** Start MATERIAL TO PROCESS **
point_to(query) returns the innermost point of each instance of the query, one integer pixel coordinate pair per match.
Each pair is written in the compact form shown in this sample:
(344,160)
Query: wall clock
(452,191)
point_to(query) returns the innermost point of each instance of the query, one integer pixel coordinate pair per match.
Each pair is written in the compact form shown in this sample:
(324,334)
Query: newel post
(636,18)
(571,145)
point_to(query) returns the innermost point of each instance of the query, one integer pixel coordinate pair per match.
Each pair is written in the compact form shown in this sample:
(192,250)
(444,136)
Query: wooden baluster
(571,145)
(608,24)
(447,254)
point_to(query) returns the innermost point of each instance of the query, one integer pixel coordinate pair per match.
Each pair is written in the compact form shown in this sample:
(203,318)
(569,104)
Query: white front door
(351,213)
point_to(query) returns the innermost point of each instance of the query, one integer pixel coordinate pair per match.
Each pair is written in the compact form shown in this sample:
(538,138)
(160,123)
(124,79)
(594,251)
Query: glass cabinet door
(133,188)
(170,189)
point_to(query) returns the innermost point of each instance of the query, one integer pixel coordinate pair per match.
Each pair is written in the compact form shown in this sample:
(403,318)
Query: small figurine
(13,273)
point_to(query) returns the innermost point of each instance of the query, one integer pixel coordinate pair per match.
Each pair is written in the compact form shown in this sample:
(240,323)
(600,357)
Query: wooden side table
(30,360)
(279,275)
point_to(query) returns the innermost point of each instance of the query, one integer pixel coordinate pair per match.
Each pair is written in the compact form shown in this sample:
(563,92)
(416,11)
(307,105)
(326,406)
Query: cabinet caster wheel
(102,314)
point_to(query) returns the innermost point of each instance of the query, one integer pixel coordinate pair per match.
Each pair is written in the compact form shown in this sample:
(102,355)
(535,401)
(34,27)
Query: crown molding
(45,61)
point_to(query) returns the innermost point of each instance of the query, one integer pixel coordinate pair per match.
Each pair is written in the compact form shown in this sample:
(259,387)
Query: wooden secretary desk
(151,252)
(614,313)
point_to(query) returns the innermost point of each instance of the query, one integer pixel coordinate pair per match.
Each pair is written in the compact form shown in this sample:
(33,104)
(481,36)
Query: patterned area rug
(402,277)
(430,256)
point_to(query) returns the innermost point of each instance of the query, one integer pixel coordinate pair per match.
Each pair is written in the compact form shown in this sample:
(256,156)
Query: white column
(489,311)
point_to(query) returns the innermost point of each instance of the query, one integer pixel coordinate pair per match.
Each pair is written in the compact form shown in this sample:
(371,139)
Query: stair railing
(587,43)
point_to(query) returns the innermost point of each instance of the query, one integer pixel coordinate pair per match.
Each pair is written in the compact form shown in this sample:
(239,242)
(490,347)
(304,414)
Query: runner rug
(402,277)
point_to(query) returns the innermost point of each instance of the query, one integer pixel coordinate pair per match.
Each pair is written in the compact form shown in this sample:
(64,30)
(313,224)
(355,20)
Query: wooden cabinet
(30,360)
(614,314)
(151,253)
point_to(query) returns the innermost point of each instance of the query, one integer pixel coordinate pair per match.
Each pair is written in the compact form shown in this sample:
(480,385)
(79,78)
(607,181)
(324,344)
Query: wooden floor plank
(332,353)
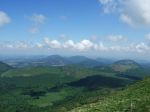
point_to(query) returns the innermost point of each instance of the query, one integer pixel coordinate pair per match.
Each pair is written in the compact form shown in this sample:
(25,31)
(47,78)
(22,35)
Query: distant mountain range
(125,65)
(57,60)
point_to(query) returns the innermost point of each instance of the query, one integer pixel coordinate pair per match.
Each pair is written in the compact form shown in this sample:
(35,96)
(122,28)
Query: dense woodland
(122,86)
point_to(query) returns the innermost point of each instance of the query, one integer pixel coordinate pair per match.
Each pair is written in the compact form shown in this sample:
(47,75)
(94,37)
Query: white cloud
(80,46)
(38,18)
(4,18)
(117,38)
(132,12)
(52,43)
(147,36)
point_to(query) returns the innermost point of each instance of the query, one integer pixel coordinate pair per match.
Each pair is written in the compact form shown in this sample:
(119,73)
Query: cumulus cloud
(117,38)
(4,18)
(80,46)
(131,12)
(37,20)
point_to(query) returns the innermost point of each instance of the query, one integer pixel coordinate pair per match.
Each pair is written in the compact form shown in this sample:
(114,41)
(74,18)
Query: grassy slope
(75,71)
(4,67)
(135,98)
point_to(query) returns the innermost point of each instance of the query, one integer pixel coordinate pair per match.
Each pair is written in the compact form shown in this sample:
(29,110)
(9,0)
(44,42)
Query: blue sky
(74,27)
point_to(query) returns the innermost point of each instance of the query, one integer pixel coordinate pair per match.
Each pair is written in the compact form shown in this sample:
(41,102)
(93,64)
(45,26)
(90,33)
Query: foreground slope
(135,98)
(4,67)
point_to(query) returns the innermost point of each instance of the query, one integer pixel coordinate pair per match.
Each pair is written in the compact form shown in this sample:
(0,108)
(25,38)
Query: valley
(73,84)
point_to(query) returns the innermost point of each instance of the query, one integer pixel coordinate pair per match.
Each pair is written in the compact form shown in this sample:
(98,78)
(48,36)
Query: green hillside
(124,65)
(135,98)
(4,67)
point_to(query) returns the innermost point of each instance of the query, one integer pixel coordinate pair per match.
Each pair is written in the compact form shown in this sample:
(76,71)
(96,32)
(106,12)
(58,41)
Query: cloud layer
(131,12)
(80,46)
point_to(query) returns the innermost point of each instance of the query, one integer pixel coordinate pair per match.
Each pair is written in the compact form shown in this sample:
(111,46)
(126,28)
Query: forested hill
(135,98)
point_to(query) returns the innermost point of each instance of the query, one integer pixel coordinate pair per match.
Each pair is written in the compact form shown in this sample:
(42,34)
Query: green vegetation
(74,88)
(135,98)
(4,67)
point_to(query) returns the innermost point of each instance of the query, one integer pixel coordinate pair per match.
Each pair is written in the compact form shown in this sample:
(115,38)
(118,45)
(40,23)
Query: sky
(100,28)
** End MATERIAL TO PROCESS **
_GOAL:_
Can the entries above be repeated exactly, without their pictures?

_EXERCISE OUTPUT:_
point_to(query) returns the innermost point of each instance of the query, one integer pixel coordinate pair per match.
Each pair is written in the compact form shown in this sample:
(344,160)
Query: wall clock
(452,191)
point_to(query) returns the innermost point of each instance of the query, one integer pixel coordinate pair per match.
Each pair is written in the compact form shown in this sample:
(324,334)
Query: newel post
(636,18)
(571,145)
point_to(query) returns the innermost point of each instance of the query, one integer pixel coordinate pair per match.
Each pair is written in the compact form shown in this sample:
(192,250)
(444,136)
Query: wooden baluster
(571,145)
(608,24)
(447,254)
point_to(query) returns the innermost point of each instance of the query, one integer pixel coordinate pair per match.
Each pair is written in the compact form shown in this sample:
(203,318)
(569,104)
Query: white front door
(351,213)
point_to(query) returns the innermost point of each instance of the query, one integer pixel coordinate pair per match.
Each pair is written in the compact form shown in this sample:
(538,138)
(160,123)
(124,79)
(594,251)
Query: glass cabinet door
(133,188)
(170,189)
point_to(query) returns the innermost point of each instance of the query, one integer pixel coordinate pair per match.
Each pair is written in the compact form shown in this sample:
(403,318)
Query: small figurine
(13,273)
point_to(query) returns the innermost point of each instance of the query, one integer pixel coordinate pair per match.
Each pair is written in the compact form shown in this sample:
(240,323)
(600,357)
Query: wooden side table
(30,360)
(279,275)
point_to(query) returns the innermost point of each instance of the query, one integer pixel coordinate pair per match.
Each pair is written in the compact form shown in this sample:
(563,92)
(416,11)
(307,105)
(326,406)
Query: cabinet caster wheel
(102,314)
point_to(query) returns the innermost point of each instance of the query, one integer pixel coordinate pair per match.
Each pair is written in the compact form shown in this sample:
(102,355)
(535,401)
(34,27)
Query: crown molding
(45,61)
point_to(query) returns the innermost point of each instance of the query, one integer pixel coordinate pair per match.
Each pair is written in the compact form shown in this sample:
(259,387)
Query: wooden secretary desk
(151,252)
(614,313)
point_to(query) returns the innermost point of each instance of the query, one integer pixel coordinate pair per match.
Each pair is written in the compact form shown in this sample:
(33,104)
(481,36)
Query: patterned area rug
(402,277)
(430,256)
point_to(query) returns the innermost point of each instance of the query, one integer pixel coordinate pair per match.
Each pair is written in the compact form shown in this sample:
(256,156)
Query: white column
(489,311)
point_to(query) returns the innermost point of each instance of the query, one integer pixel coordinate pair per match.
Each pair is written in the compact form shown in this sample:
(371,139)
Query: stair railing
(587,43)
point_to(query) returns the innermost point of each instance of the query, one integer pixel coordinate pair per match.
Each pair is written in the compact form shown in this sample:
(239,242)
(490,347)
(304,414)
Query: runner rug
(402,277)
point_to(query) returns the innermost point of each instance of the query, one integer pixel coordinate pair per match.
Each pair is written in the compact form shown in this sample:
(64,30)
(313,224)
(355,20)
Query: wooden cabinet
(30,360)
(614,314)
(151,253)
point_to(query) returns the innermost point of each instance of the query, one integer pixel coordinate pair per match.
Each pair is written in the compact form shown in this sample:
(480,385)
(79,78)
(607,181)
(324,344)
Query: wooden floor plank
(332,353)
point_to(query) returns the innermost point of each instance of the query, one integer pixel coordinate pair per match.
Each pair is written in the compact form shown in this sample:
(25,31)
(47,78)
(22,35)
Query: distant mountain range
(125,65)
(57,60)
point_to(query) returns the innermost point of each instance of the query, one integer pixel coordinate pair per match.
Each pair is written in the compact form shown in this sample:
(35,96)
(122,28)
Query: dense woodland
(122,86)
point_to(query) returns the innermost point of each instance of the query, one integer pixel coordinate pair per match.
Each pair is written in the compact form shown in this sample:
(47,75)
(94,37)
Query: white cloud
(80,46)
(38,18)
(4,18)
(117,38)
(132,12)
(52,43)
(147,36)
point_to(query) returns the innermost point of each instance of the query, one integer pixel coordinate pair per match.
Each pair is written in the compact form shown in this sample:
(119,73)
Query: cumulus cloud
(117,38)
(4,18)
(80,46)
(131,12)
(37,20)
point_to(query) returns the innermost point of each instance of the query, one integer pixel coordinate pair per match.
Each pair is written in the compact form shown in this sample:
(114,41)
(74,18)
Query: grassy slope
(75,71)
(4,67)
(135,98)
point_to(query) returns the innermost point of each instance of the query, one integer pixel coordinate pair per match.
Each pair is written in the compact form shown in this sample:
(29,110)
(9,0)
(44,42)
Query: blue sky
(74,27)
point_to(query) returns the innermost point of each instance of the query, one integer pixel coordinate pair per match.
Each pair is written in the compact form shown in this sample:
(41,102)
(93,64)
(45,26)
(90,33)
Query: foreground slope
(135,98)
(4,67)
point_to(query) returns the innermost point of each instance of the query, one integer pixel coordinate pair per match.
Each pair is written in the compact form shown in this sample:
(0,108)
(25,38)
Query: valley
(73,84)
point_to(query) returns the innermost point of each instance of the query, one integer pixel coordinate pair per match.
Each pair is written in the compact form shown in this sample:
(98,78)
(48,36)
Query: green hillside
(124,65)
(135,98)
(4,67)
point_to(query) returns the innermost point of each instance of the query, one integer pixel coordinate pair per match.
Each pair is written in the compact form shown in this sample:
(76,71)
(96,32)
(106,12)
(58,41)
Query: cloud layer
(131,12)
(80,46)
point_to(query) returns the innermost point of each instance of the query, one integer pixel coordinate pair per match.
Each pair is written in the compact form shown in this sample:
(111,46)
(126,28)
Query: forested hill
(135,98)
point_to(query) returns the innermost point of each instance of the query, one integer pixel coordinate pair per match.
Each pair is written in the compact form shown in this sample:
(42,34)
Query: green vegetation
(74,88)
(135,98)
(4,67)
point_to(query) returns the innermost point of each instance of the query, one integer pixel coordinate pair per match.
Each pair is written in the compact form shown in this sample:
(115,38)
(118,45)
(40,23)
Query: sky
(100,28)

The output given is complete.